- **WORK REQUIRED**: Copy every line of the records below without changing a single character.

Detection annotation records:
------------------------------
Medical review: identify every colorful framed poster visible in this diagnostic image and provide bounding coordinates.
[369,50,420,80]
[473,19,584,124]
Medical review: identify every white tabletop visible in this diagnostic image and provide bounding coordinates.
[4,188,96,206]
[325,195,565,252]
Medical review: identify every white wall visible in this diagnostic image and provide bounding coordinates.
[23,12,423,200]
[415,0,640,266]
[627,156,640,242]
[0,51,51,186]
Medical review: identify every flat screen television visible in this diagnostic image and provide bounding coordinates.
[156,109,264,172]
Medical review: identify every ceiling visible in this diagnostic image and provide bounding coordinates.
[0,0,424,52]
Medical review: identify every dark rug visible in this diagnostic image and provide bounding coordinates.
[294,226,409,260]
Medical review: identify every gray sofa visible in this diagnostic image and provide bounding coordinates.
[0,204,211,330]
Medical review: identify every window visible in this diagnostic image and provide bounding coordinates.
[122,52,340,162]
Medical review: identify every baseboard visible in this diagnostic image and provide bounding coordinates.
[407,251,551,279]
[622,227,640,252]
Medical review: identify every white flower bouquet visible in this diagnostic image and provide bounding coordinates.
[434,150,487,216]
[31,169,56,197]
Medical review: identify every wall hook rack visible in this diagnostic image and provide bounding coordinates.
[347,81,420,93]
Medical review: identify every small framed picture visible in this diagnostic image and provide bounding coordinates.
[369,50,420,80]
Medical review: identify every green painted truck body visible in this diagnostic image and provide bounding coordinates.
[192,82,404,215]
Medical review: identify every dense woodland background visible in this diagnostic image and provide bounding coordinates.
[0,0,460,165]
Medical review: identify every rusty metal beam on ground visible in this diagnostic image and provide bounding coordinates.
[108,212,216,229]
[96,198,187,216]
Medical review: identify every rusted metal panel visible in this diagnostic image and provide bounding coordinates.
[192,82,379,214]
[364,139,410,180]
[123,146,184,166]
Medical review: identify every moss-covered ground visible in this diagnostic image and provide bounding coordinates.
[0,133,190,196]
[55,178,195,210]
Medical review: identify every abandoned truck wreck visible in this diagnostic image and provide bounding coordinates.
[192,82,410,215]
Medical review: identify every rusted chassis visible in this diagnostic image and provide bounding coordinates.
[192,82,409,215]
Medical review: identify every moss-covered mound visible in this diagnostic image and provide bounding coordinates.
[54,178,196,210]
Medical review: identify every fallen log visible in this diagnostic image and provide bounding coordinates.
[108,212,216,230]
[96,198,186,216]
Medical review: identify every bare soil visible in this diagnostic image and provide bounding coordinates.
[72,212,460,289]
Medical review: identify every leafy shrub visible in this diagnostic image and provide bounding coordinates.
------------------------------
- **PROBLEM SOLUTION**:
Medical review: identify every colorful framed poster visible in this diagnostic image and provide bounding coordinates.
[369,50,420,80]
[473,19,584,124]
Medical review: identify every white tabletop visible in this diagnostic image and provide bounding coordinates.
[4,188,96,206]
[325,195,565,252]
Medical review: identify every white wall visible in this diagnostic image and provide bounding coordinates.
[23,12,423,200]
[415,0,640,266]
[627,156,640,242]
[0,51,51,186]
Medical review: identify every flat screen television visible in this diagnostic image and provide bounding coordinates.
[156,109,264,172]
Medical review: identify every ceiling visible in this diagnostic image and provide bounding coordinates.
[0,0,424,52]
Medical review: identify every dark rug visible in this diagnostic image and provide bounding coordinates.
[294,226,409,260]
Medical review: identify every gray sofa visible in this diagnostic image and provide bounding coordinates.
[0,204,211,330]
Medical review: identify every window visible in this diagnostic image and provide bounding coordinates.
[122,52,340,162]
Medical review: identify every baseboard visible in this diagnostic image and provide bounding coordinates.
[407,251,551,279]
[622,227,640,252]
Medical review: identify every white flower bouquet visible in this diagnostic image and provide bounding coordinates.
[434,150,487,216]
[31,169,56,197]
Medical review: identify every wall hook rack visible in this diagnostic image and provide bounding coordinates.
[347,81,420,93]
Medical review: identify every small framed picture visible in this diagnostic image and provide bounding coordinates.
[369,50,420,80]
Medical review: identify every green painted truck body visible in this diagnostic image and provide bounding coordinates.
[192,82,404,215]
Medical review: identify every dense woodland background visible in this diagnostic image and provide bounding coordinates.
[0,0,460,165]
Medical review: identify every rusty metal beam on ground visible in this diagnostic image and provide bounding coordinates.
[108,212,216,229]
[96,198,187,216]
Medical review: identify every rusted metal panel visible in this diagnostic image and provide bounding coordinates.
[192,82,379,214]
[364,139,410,180]
[123,146,184,166]
Medical review: identify every moss-covered ground visible in this diagnostic image and provide bounding coordinates.
[0,133,190,196]
[55,178,195,210]
Medical review: identify every abandoned truck wreck visible in this diagnostic image and provide bounding coordinates.
[192,82,410,215]
Medical review: identify every rusted chassis visible in this diagnostic image and provide bounding coordinates.
[192,82,409,215]
Medical review: identify every moss-covered mound visible in this diagnostic image and provide bounding coordinates.
[54,178,196,210]
Medical review: identify every fallen log visible in this diagnostic image and provide bounding coordinates.
[108,212,216,230]
[96,198,186,216]
Medical review: identify every bare soil visible in this diagnostic image and provide bounding coordinates.
[72,212,460,289]
Medical review: identify every leafy shrub visible in this diagnostic image and provide bounding coordinates.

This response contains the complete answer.